■ Page extract:
==========
The Roskamp Institute, a world renowned research facility located in Sarasota, has made important discoveries with profound clinical implications for the millions of Americans with neurological disorders.
The Roskamp Institute established its research facilities and team of scientists in Sarasota in 2003. At that time the Sarasota-based Roskamp Foundation provided the administrative and organizational structure for the innovative Institute. Now, the Institute has become firmly established as a leading not-for-profit, independent body in the international research community with its programs and projects supported by the National Institute of Health, the U.S. Department of Defense, the Veterans Administration, the European Commission Seventh Framework Programme and several other national and international peer reviewed agencies.
The Roskamp Foundation’s two principals, Bob and Diane Roskamp, made an important gift to the world health community, providing substantial resources to aid the discovery in new drugs and treatments for debilitating diseases of the brain.
“Through the years, Diane and I have been privileged to participate in many wonderful opportunities to make the world a better place. Our passion lies most directly with using our time and resources to find a cure for diseases of the mind. We believe that through the continued and expanded work of the Roskamp Institute, Alzheimer’s Disease and many other debilitating disorders of the brain will soon be understood and cured.” – Bob Roskamp
The groundwork for the Institute’s research programs was laid more than two decades ago by the Institute’s two lead researchers, Dr. Michael Mullan and Dr. Fiona Crawford, who were part of a pioneering team of scientists at London University. This group identified the pathogenic mutations in the APP gene responsible for early-onset Alzheimer’s Disease. The groundbreaking research work of this team discovered that such mutations facilitate an enhanced cleavage mechanism on either side of the β-amyloid region of APP, increasing the rate of β-amyloid in the brain resulting in the development of familial early-onset Alzheimer’s Disease.
==========
■ Dataset entries:
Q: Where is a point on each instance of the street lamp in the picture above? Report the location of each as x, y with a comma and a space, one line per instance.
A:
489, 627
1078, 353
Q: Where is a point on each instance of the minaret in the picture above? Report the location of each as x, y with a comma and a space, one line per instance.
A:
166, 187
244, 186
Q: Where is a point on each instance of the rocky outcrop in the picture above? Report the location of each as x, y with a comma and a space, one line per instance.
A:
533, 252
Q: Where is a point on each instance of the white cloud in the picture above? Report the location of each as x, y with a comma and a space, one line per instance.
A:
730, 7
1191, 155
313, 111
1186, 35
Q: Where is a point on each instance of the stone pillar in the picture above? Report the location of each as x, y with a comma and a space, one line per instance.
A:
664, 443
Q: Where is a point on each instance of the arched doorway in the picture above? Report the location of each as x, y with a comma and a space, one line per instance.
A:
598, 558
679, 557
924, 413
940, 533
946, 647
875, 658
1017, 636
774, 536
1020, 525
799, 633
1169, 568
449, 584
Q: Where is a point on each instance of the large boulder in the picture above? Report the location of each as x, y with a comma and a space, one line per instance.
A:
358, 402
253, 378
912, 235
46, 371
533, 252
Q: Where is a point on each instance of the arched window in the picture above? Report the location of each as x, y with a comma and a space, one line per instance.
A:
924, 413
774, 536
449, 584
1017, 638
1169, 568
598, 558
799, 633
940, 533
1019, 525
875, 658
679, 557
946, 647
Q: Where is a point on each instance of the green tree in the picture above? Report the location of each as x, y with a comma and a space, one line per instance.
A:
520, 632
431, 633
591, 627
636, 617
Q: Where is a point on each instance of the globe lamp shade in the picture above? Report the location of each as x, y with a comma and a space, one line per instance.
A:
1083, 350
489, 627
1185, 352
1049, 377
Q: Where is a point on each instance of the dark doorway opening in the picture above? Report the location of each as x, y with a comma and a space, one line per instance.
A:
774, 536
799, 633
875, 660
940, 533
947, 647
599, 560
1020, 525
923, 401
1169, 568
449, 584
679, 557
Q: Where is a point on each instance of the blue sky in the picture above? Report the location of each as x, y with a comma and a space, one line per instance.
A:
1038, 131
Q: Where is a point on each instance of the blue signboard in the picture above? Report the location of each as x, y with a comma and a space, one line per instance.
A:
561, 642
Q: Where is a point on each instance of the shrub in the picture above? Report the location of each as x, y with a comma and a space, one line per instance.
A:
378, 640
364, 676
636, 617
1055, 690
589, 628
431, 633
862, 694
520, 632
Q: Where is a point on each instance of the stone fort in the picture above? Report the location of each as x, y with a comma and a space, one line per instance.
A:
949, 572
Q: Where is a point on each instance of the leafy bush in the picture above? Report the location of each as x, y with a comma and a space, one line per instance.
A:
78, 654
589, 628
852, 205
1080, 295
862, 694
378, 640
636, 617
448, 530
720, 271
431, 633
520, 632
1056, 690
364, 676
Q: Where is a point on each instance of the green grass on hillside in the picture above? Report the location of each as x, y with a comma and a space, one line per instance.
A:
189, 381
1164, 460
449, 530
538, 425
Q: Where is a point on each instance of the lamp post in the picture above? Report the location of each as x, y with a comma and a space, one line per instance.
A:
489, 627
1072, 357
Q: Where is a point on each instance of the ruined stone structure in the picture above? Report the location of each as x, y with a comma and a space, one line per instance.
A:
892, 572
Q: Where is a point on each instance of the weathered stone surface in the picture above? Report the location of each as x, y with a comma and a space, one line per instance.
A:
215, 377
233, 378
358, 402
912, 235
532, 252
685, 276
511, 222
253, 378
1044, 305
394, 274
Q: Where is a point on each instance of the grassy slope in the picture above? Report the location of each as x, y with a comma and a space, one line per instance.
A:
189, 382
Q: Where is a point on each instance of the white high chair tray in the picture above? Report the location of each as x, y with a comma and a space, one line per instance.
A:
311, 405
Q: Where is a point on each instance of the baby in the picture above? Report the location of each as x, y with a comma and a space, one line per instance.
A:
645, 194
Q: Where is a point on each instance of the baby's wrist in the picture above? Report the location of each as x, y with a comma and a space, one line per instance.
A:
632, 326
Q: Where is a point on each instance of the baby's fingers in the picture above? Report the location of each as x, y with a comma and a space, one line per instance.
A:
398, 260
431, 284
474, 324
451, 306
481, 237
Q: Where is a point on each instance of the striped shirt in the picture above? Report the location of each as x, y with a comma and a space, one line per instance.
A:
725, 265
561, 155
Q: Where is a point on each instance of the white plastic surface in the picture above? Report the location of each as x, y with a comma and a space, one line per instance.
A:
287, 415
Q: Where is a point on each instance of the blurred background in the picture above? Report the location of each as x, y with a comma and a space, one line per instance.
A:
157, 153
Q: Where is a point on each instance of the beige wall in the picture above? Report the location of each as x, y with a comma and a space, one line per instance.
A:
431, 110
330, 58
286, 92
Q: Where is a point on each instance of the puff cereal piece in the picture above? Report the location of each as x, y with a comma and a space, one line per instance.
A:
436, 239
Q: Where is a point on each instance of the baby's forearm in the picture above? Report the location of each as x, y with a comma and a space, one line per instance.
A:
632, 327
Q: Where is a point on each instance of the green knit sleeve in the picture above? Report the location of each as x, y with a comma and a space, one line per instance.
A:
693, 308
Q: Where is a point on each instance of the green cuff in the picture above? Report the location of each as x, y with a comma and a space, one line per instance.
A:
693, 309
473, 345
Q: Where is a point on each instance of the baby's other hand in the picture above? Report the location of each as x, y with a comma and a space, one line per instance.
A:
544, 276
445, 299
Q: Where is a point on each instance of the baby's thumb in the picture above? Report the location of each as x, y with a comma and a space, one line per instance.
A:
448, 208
==========
■ Required tasks:
A - Render this sentence from the Roskamp Institute text in Spanish: "The Roskamp Institute established its research facilities and team of scientists in Sarasota in 2003."
B - Write the next paragraph of the Roskamp Institute text, starting after its final sentence.

■ Responses:
A - El Instituto Roskamp estableció sus instalaciones de investigación y su equipo de científicos en Sarasota en 2003.

B -
In the course of their research, the Institute’s scientists discovered that inflammation in the brain is directly associated with many other brain disorders. The team has also made progress in the development of medications and therapeutic treatments that will reduce or slow the toxic accumulation of beta-amyloid and its associated inflammation.
In June 2011 it was announced that an international research consortium led by Trinity College Dublin, Ireland and The Roskamp Institute has been selected for funding by the European Commission Seventh Framework Programme for a large-scale European clinical trial on Nilvadipine, an Alzheimer’s Disease drug developed at The Roskamp Institute. This grant of $8.4 million has allowed more than 500 Alzheimer’s patients across Europe to participate in a multicenter Phase III clinical trial designed to study the effectiveness of the drug on humans. This is but one aspect of the Institute’s work battling the debilitating and deadly diseases that afflict so many Americans and others worldwide.